**Task objective**
All entries should be output exactly as they stand.
···
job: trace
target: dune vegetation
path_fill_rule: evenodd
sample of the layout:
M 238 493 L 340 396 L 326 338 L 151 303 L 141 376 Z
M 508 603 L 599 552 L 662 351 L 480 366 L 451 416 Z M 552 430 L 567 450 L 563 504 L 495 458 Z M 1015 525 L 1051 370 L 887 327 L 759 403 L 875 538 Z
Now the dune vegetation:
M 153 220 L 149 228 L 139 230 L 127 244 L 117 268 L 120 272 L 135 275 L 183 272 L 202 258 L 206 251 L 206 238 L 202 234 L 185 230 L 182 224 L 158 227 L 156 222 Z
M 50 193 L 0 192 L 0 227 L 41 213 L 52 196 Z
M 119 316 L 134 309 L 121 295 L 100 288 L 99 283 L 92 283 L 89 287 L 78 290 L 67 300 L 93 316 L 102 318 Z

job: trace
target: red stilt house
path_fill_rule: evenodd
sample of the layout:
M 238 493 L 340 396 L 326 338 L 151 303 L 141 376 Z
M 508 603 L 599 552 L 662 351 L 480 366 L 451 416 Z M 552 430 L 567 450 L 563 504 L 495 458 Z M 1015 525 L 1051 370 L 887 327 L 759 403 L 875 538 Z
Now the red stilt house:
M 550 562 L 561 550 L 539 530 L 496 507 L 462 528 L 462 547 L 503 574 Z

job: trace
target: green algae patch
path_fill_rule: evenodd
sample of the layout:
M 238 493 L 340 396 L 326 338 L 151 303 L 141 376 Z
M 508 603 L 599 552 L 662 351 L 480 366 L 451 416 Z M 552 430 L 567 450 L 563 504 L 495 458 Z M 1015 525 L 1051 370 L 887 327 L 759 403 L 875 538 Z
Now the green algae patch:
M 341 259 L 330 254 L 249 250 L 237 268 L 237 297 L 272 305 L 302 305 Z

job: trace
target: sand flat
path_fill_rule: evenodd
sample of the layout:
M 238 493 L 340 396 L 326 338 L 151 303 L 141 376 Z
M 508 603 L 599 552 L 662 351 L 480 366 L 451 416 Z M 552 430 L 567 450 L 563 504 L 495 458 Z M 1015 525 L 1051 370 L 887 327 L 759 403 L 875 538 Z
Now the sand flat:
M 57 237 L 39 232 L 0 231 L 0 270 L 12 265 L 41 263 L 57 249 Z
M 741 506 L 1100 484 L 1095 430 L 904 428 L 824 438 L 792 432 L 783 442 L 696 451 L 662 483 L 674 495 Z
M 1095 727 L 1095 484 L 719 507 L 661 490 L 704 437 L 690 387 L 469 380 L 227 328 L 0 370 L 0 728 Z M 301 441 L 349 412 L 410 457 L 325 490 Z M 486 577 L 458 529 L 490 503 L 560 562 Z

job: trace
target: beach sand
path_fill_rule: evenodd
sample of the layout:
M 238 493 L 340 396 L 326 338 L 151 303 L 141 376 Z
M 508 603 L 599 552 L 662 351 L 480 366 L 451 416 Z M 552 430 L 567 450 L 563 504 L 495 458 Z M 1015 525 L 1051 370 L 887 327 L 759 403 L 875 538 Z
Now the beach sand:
···
**Response**
job: trace
target: dune vegetation
path_fill_rule: evenodd
sample of the layout:
M 238 493 L 340 396 L 326 338 L 151 303 L 141 376 Z
M 508 603 L 599 552 L 662 351 L 480 366 L 451 416 Z M 552 430 L 567 450 L 563 504 L 495 458 Z M 1015 525 L 1051 370 L 887 327 L 759 403 L 875 538 Z
Now the dune vegetation:
M 153 220 L 149 228 L 139 230 L 127 244 L 117 268 L 120 272 L 135 275 L 183 272 L 202 258 L 206 251 L 206 238 L 202 234 L 185 230 L 182 224 L 158 227 L 156 222 Z
M 50 193 L 0 192 L 0 227 L 41 213 L 52 196 Z
M 119 316 L 134 309 L 121 295 L 100 288 L 99 283 L 92 283 L 89 287 L 78 290 L 67 300 L 93 316 L 102 318 Z

job: trace
target: red stilt house
path_fill_rule: evenodd
sample of the layout:
M 238 493 L 340 396 L 326 338 L 151 303 L 141 376 Z
M 508 603 L 599 552 L 662 351 L 480 366 L 451 416 Z M 552 430 L 567 450 L 563 504 L 495 458 Z M 1015 525 L 1051 370 L 887 327 L 759 403 L 875 538 Z
Now the red stilt house:
M 550 562 L 561 550 L 539 530 L 496 507 L 462 528 L 462 547 L 503 574 Z

job: trace
target: green algae patch
path_fill_rule: evenodd
sample of the layout:
M 238 493 L 340 396 L 326 338 L 151 303 L 141 376 Z
M 508 603 L 599 552 L 662 351 L 480 366 L 451 416 Z M 552 430 L 567 450 L 563 504 L 495 458 Z M 1015 525 L 1051 370 L 887 327 L 759 403 L 875 538 Z
Now the green algae patch:
M 341 259 L 330 254 L 249 250 L 237 268 L 237 297 L 272 305 L 302 305 Z

job: trace
target: sand flat
path_fill_rule: evenodd
sample of the layout:
M 238 493 L 340 396 L 326 338 L 151 303 L 141 376 Z
M 508 603 L 599 552 L 662 351 L 480 366 L 451 416 Z M 552 430 L 567 450 L 563 504 L 495 458 Z M 1015 525 L 1051 370 L 887 327 L 759 403 L 875 538 Z
Now the sand flat:
M 57 237 L 39 232 L 0 231 L 0 270 L 12 265 L 41 263 L 57 249 Z
M 741 506 L 1100 484 L 1095 430 L 904 428 L 824 438 L 792 432 L 783 442 L 696 451 L 662 483 L 674 495 Z
M 1095 727 L 1095 484 L 719 507 L 661 490 L 704 437 L 690 387 L 469 380 L 227 328 L 0 370 L 0 728 Z M 301 441 L 349 412 L 410 457 L 325 490 Z M 486 577 L 458 529 L 490 503 L 560 562 Z

job: trace
target: beach sand
path_fill_rule: evenodd
sample of the layout:
M 238 493 L 340 396 L 326 338 L 151 303 L 141 376 Z
M 508 603 L 599 552 L 662 351 L 480 366 L 451 416 Z M 552 430 L 567 450 L 563 504 L 495 458 Z M 1015 525 L 1051 370 L 887 327 L 759 403 L 875 538 Z
Now the beach sand:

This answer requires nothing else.